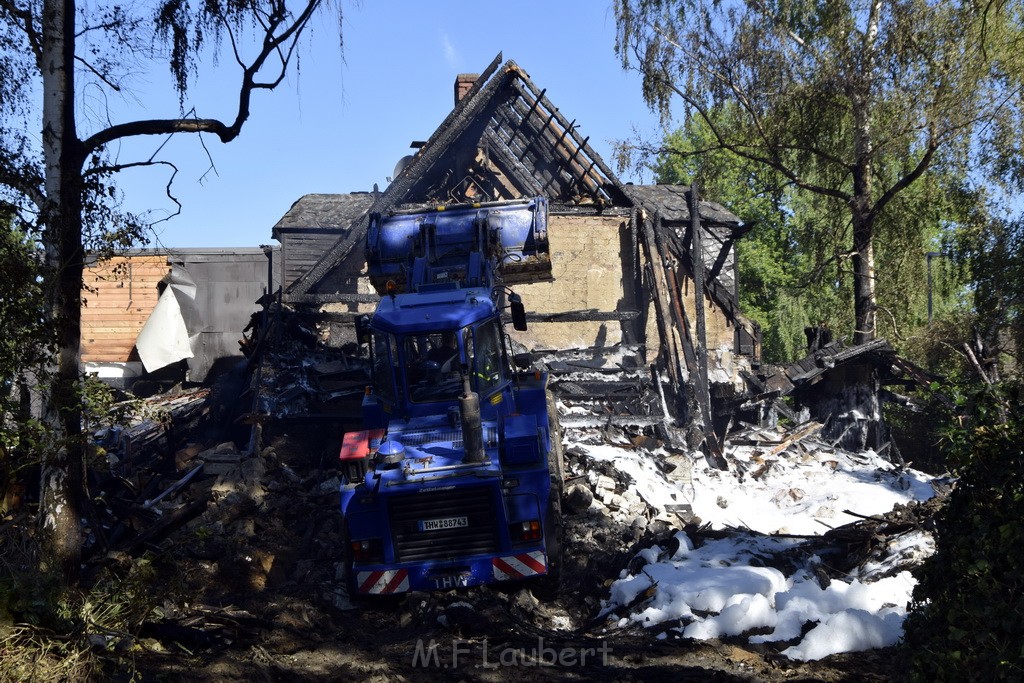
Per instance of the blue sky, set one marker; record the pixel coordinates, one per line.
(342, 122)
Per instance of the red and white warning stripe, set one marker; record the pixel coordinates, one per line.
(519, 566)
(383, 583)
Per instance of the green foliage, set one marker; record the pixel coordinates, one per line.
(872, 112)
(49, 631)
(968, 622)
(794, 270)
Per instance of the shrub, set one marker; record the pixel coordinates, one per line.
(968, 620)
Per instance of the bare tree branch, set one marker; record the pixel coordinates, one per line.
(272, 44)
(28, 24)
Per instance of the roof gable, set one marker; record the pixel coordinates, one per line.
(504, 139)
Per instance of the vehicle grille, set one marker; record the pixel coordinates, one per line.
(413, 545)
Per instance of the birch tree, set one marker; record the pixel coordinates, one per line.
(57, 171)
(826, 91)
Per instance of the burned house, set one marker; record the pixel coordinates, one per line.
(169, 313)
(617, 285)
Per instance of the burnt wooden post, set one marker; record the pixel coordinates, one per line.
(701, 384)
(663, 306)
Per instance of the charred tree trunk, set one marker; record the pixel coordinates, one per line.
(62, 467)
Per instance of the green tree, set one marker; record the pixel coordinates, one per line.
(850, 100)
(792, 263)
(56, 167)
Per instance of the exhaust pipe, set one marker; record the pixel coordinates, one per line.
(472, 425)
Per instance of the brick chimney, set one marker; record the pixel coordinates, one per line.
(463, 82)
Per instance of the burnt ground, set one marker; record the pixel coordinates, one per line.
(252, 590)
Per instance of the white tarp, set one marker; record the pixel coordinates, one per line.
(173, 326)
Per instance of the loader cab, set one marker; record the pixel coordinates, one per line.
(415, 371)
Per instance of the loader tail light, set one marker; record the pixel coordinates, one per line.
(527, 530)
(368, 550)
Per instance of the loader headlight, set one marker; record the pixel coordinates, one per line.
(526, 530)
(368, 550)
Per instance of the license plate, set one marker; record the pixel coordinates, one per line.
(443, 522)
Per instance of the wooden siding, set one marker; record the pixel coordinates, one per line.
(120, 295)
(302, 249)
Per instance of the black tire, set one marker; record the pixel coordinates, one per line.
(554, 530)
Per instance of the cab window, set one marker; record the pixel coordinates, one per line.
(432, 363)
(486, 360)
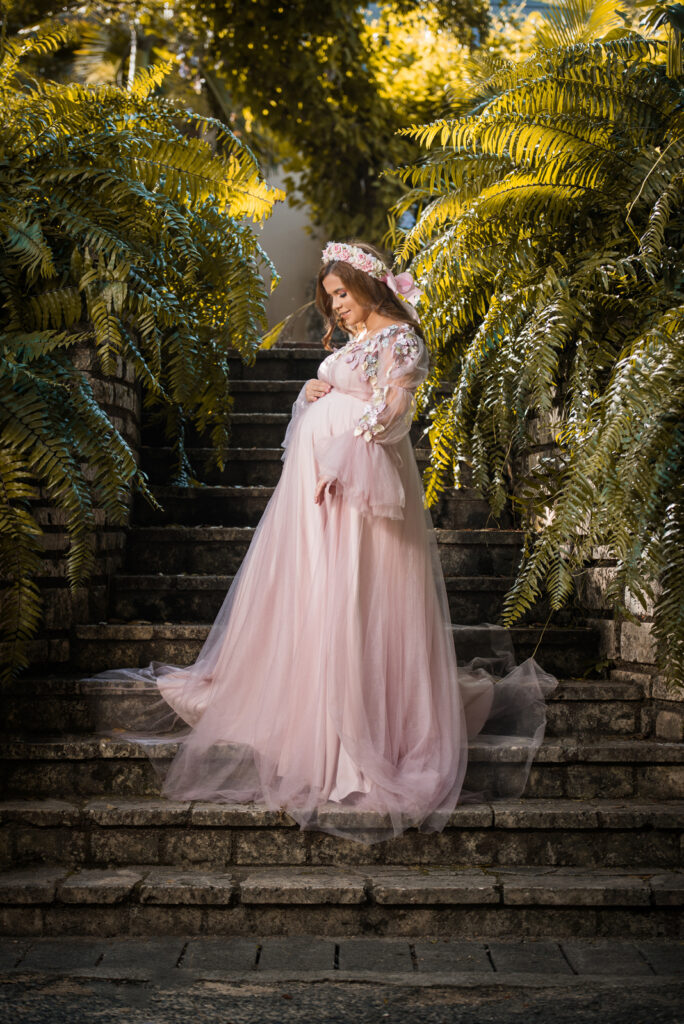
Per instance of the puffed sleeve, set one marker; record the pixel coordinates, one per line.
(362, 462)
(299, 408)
________________________________________
Task:
The expected result is the complete listing above, printed exactly, with no pictures.

Result:
Per instance of the blue sky, set one marker; record the pixel coordinates, one per line.
(342, 122)
Per instance of the red and white warning stripe, set one marker; record the pixel coordinates, one per line.
(519, 566)
(383, 583)
Per instance of the green foliage, set one marker; record the pixel coordinates, one per line.
(872, 112)
(49, 631)
(968, 622)
(794, 270)
Per instance of the shrub, set one marker; record the pixel coordinates, one per line.
(968, 620)
Per instance of the bare tree branch, set one marker; record the pixel coordinates, one per line.
(272, 44)
(28, 24)
Per instance of the roof gable, set one marker; record the pixel coordinates, one per line.
(504, 139)
Per instance of the vehicle grille, set one marker; record the pixel coordinates, one per line.
(413, 545)
Per instance of the birch tree, set one marker; record the pixel coordinates, one per line.
(57, 171)
(826, 91)
Per instance of the burned house, set one marker; record the pixel coordinates, one per line.
(169, 313)
(617, 285)
Per instance of the burnt wooden post, set one marker; record the pixel coordinates, one per line.
(701, 384)
(663, 306)
Per instance of the charred tree trunk, set one marker; record the pixel coordinates, one per line.
(62, 467)
Per instance of the green tree, set one marker; record the pixel coordinates, one per line.
(850, 100)
(792, 263)
(56, 167)
Per instance of the exhaust pipe, set one marker; record the pixel coordinates, one per line.
(472, 425)
Per instance of the brick chimney, set one marker; record the pixel coordinates, one per line.
(463, 82)
Per instance of the burnt ground, set one marker; record the pixel coordinates, one per line.
(252, 590)
Per instance of the white tarp, set one marker; record the pixel coordinates, one per line.
(173, 326)
Per instance of the loader cab, set one marker; record the pixel coordinates, one per line.
(415, 371)
Per instance of the loader tail light, set one marker; record the pixel coordinates, one per line.
(527, 530)
(368, 550)
Per instance of the loader headlight, set one marker; record the pixel coordinates, one per line.
(526, 530)
(368, 550)
Per instance of the license plate, set one marker; record the pixel coordinates, one per line.
(443, 522)
Per instance of the wooden siding, set one marker; record the pixel coordinates, one per line.
(120, 295)
(302, 249)
Per instance of the black tire, set one marker; record the pixel coordinates, one per line.
(554, 530)
Per instance of the cab window, set one marker; record the pixel coordinates, one per line.
(432, 363)
(486, 360)
Per instance of the puffed sleeve, set one marker; record the pixel coordinates, one per line.
(362, 462)
(299, 408)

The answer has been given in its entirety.